Extracted data entries
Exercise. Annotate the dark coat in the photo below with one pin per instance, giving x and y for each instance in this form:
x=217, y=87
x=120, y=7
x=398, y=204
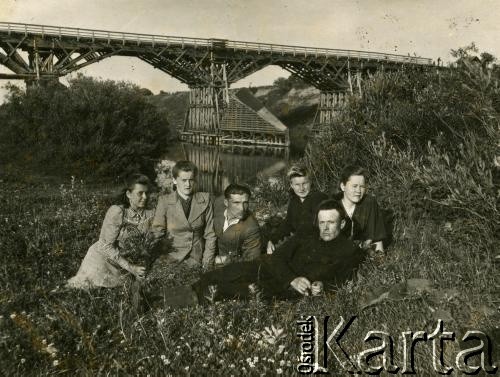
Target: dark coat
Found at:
x=241, y=241
x=299, y=216
x=332, y=263
x=367, y=223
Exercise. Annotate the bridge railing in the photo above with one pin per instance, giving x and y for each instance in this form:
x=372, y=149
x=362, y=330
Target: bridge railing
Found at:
x=58, y=31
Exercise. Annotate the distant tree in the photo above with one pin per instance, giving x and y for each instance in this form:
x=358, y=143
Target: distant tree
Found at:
x=102, y=128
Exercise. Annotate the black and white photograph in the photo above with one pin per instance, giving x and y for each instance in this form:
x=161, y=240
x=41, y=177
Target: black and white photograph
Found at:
x=249, y=188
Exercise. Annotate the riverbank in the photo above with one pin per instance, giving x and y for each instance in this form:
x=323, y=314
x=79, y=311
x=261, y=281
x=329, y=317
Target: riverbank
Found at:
x=47, y=229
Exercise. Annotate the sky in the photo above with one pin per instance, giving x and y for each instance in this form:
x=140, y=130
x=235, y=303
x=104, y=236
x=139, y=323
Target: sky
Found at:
x=427, y=28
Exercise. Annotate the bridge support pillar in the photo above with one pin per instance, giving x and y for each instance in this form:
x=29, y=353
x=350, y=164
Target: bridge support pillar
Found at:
x=206, y=106
x=330, y=104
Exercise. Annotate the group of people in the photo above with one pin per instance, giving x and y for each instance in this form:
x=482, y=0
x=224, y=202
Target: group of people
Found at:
x=320, y=243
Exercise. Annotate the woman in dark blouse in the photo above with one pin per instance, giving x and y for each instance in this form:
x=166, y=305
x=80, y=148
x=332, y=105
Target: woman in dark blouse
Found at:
x=301, y=208
x=365, y=220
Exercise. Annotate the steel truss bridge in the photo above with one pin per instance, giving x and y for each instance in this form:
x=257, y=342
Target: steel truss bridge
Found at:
x=36, y=53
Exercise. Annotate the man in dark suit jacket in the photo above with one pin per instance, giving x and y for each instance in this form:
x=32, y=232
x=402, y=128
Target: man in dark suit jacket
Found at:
x=302, y=266
x=237, y=230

▶ Task directions:
Starting at the beginning of the records and stopping after the line that contains "x=249, y=188", write every line out again, requests included, but leave out the pictures. Rescale each answer coordinate by multiplying it by 2.25 and rounding to a whole number, with halves rounded up, and keep the sample coordinates in the requests unchanged.

▶ Output:
Exercise. Annotate the dark coat in the photo below with one pin per instance, giving x and y for each instance in this form:
x=217, y=87
x=120, y=7
x=398, y=204
Target: dark coat
Found at:
x=542, y=542
x=673, y=486
x=747, y=592
x=826, y=502
Exercise. Annotate the bridge railing in the photo above with one pin per instance, giving x and y for each instance in this form:
x=372, y=149
x=362, y=330
Target: bridge railing
Found at:
x=131, y=70
Exercise. Annotate the distant tree in the photo above with one pin per instance, giving x and y for each instance in this form:
x=358, y=143
Target: distant tree
Found at:
x=230, y=288
Exercise. Annotate the black and white photograph in the photo above with one pin per instance, giving x and y for each instance in this form:
x=161, y=240
x=41, y=177
Target: black and white photograph
Found at:
x=560, y=423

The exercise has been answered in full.